Living with the effects of MS
Carenity Member
Posted on

Hi Ann

Thank you for your reply, I have now phoned my Ms nurse and am waiting for a call back to discuss things.  Things have been hard recently and I have been in so much pain which in turn gets you down. Like you said I have been quite stable in my condition but now things are changing quite quickly and its really affected me, both emotionally and physically. I will have to wait and see what the nurse suggests. Thank you for your support, it's nice to know that there are people out there just like me! I talk to my family and they are great but I think that you can't fully understand the issues unless you feel them yourself xx

Living with the effects of MS
Carenity Member
Posted on

Thanks for the various comments. I try to stay focused on the positives but I of course have my bad days. I'm having a good spell physically which of cretain lu helps but by shifting my mind set I feel so much better. I'm me again. I genuinely haven't felt like this for a few years, I'm gradually coming to terms with things and most importantly I'm not letting the MS define me. 

Keep on fighting everyone!!

Living with the effects of MS
Carenity Member
Posted on
Good advisor

So glad to hear Joflo that you phoned your MS Nurse - also soooo hoping she will be able to do something to help!  I think one of the hardest aspects of having MS is trying to stay "me" although I know I am certainly not the same person I was before my symptoms became so darned blatantly obvious.  There seem to be so few times that I feel even close to having the same energy levels and physical ability that I used to and my biggest cognitive problem is with processing/understanding oral information (as well as "misplacing" so many things and am still look for 1 of our cordless phones that I must have put down somewhere about 6 months ago!!!!!!!).  Like Statto, I am really trying NOT to let my MS define me but with daily, varying, symptoms - also although I can no longer "separate" myself from my MS or deny it (which I did for years because it seemed to "go away") it now appears it is now a part of me and hopefully trying to work more with it and being as proactive as possible.  Just had my 2nd group physio session at a Neurotherapy Centre (whose members are mainly MS, Parkinsons and others with neurological issues) as well as seeing a Holistic Therapist (since last September every few weeks) who uses massage with aromatherapy oils and Reiki.  Initially was prescribed baclofen for the muscle spasms, but this appeared to make them worse, so now on diazepam (just 3 mg 3x a day) and also use naproxen if/when needed but really not sure how effective these are but does appear to help a little bit, at least for a few hours.  I think we all need to stay determined to fully embrace every single day and just try to listen to what our body is saying and act accordingly?  I must admit, being a Taurean, am very, very stubborn and so trying to do everything I used to even though it may take me a lot longer to do them and still coming to terms that I can't always do some of the things I used to do and still want to do but realistically, practically can't.  Also believe there is a positive to every negative - although much more "limited" now, often feel stronger emotionally, wiser, keep gaining new perspectives and insights into situations that helps me feel that I'm not getting "worse" just forever "changing" and evolving.  Although none of this is certainly what I envisaged "where I would be" years ago, sure is one heck of an interesting journey!

MATERIAL SHOWN –
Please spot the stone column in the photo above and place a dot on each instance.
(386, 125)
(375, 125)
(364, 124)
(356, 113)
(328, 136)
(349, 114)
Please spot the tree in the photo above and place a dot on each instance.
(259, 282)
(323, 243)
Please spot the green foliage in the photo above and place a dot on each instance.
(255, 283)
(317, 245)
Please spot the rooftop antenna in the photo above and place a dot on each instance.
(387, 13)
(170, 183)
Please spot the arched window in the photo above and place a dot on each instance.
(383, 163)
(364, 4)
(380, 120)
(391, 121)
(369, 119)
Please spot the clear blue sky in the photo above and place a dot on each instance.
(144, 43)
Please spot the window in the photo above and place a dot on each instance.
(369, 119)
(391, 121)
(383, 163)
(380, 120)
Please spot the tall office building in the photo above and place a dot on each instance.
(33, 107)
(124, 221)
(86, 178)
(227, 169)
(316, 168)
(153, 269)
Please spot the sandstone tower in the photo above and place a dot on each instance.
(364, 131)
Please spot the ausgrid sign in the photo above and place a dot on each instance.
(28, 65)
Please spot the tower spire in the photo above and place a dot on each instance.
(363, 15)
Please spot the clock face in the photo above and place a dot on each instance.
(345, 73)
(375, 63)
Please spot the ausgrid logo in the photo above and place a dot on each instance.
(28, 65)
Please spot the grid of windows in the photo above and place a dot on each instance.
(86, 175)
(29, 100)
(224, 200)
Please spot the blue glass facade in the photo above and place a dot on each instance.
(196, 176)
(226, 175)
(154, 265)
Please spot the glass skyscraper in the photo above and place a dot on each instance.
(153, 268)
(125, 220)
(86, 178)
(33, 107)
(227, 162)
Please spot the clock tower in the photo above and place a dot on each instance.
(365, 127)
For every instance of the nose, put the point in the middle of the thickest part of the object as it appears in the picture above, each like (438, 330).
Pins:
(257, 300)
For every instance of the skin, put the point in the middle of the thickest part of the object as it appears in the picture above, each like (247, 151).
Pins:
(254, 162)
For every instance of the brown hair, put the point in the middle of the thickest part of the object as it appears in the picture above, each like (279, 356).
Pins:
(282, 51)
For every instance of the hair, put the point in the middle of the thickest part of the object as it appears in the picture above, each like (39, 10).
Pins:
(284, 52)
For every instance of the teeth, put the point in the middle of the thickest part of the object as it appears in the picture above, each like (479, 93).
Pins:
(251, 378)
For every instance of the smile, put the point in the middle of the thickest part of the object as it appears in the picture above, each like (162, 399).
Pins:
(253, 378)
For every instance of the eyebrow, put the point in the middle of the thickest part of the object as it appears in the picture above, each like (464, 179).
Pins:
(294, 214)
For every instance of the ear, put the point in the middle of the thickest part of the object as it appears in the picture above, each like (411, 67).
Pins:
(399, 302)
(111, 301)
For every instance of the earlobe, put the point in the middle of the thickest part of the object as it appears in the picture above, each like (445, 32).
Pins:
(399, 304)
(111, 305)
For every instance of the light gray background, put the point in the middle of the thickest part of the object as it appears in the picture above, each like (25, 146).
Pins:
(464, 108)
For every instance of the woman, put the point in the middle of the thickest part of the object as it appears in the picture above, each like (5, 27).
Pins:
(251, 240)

TO DO –
a: Name every medication mentioned in the forum thread about living with the effects of MS.
b: Copy word for word the stretch of the MS forum thread that begins at the words "Thanks for the" and ends after "on fighting everyone!!".

ANSWERS BY ITEM –
a: Baclofen, diazepam, naproxen

b:
Thanks for the various comments. I try to stay focused on the positives but I of course have my bad days. I'm having a good spell physically which of cretain lu helps but by shifting my mind set I feel so much better. I'm me again. I genuinely haven't felt like this for a few years, I'm gradually coming to terms with things and most importantly I'm not letting the MS define me. 

Keep on fighting everyone!!